*** Text provided ***

By DJ Catchem - Posted on 30 September 2009

 

First, let me preface this review by painting a picture of how things work here at Itburnsusprecious.com. There are two ways a film will be reviewed by one of the editors-
 
1)      The editor in question has, of his own accord, seen a film, become inspired for better or worse, and has written and posted a review.
2)      One of the other douchebag editors has decided to get cute and offer an “assignment”; this entails challenging someone directly with a “suggestion” for a film to be watched and reviewed. In this case, “suggestion” is misleading, as the request cannot be denied. I suppose that we might think of changing the term “assignment” to “punishment” at best, and perhaps “The filmic equivalent of the Bataan Death March” more realistically. I might also suggest changing the term “editor” to “asshole” when referring to the requestor, and I’m also seriously considering changing my cell number and e-mail address to prevent any further assignments from finding me in the first place.
 
Anyway, this review turns out to be a double assignment for me; Postie gave me the film(1) , and Melvin followed his challenge to me to review Transporter 2 by challenging me to try to post a positive review of this film(2). Revenge is sweet, gentlemen. Just sayin’.
 
...
 
 
Moving on, I’d first like you to think back to your youth. (Unless you’re still a youth, in which case, bear with me.) I would bet there are a few things in your formulative years that you thought were absolutely amazing at the time, and in revisiting later in life, were absolutely mortified by. The best example I can think of in my life is the album As Nasty As They Wanna Be by The 2 Live Crew. Take a minute to Google the track listing on this one if you aren’t familiar, and you’ll notice a predominant theme; if you’re brave, check out a few MP3s. 
 
We’ll wait.
 
 
Man, did I think that album was awesome in middle school. Looking back now, not so much. I had it on my IPod for about 10 minutes, and as soon as “Put Her In The Buck” came on, I was like Michael Bolton in Office Space, diving for the volume in my car and hoping no one nearby heard it. 
 
This movie is much like that. Maybe if you’re 8 years old (and a Jeff Foxworthy fan), you’ll laugh non-stop all the way through, and go to school the next day to tell your friends how awesome it was, and then not get picked until last for dodgeball at recess. Anyone old enough to know better should react like a reasonable person should, which is to say they should be absolutely mortified to be caught watching it. At some point, there is a balance that needs to be reached between actual movie substance and scatological humor. I personally feel that line to exist somewhere in the realm of ‘No fart jokes, please!’ Others seem have a more liberal palate, such as writers Jonathan Bernstein and James Greer(3) (and the entire list of producers…no getting off the hook for you!) who seem to think a virtual carpet-bombing of scenes involving taking a dump per minute to be a more appropriate level of saturation. In fact, here’s the new tagline for the film:
 
Larry The Cable Guy: Health Inspector – Turds!

*** Records for the task ***

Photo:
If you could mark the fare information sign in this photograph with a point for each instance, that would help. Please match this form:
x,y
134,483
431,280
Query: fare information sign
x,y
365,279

***

▶ **Given exercise A**: According to the movie review, why is the word "suggestion" misleading for an editor's assignment? Answer in one to three sentences.
▶ **Given exercise B**: Please update the listing so that "fare information sign" reads "ticket machine" wherever it occurs, and change nothing else.
The movie review and the listing come from separate, unrelated sources.

▶ **Complete answer A**: The word is misleading because the request cannot be denied. The editor who receives it has to watch and review the film.

▶ **Complete answer B**:
Photo:
If you could mark the ticket machine in this photograph with a point for each instance, that would help. Please match this form:
x,y
134,483
431,280
Query: ticket machine
x,y
365,279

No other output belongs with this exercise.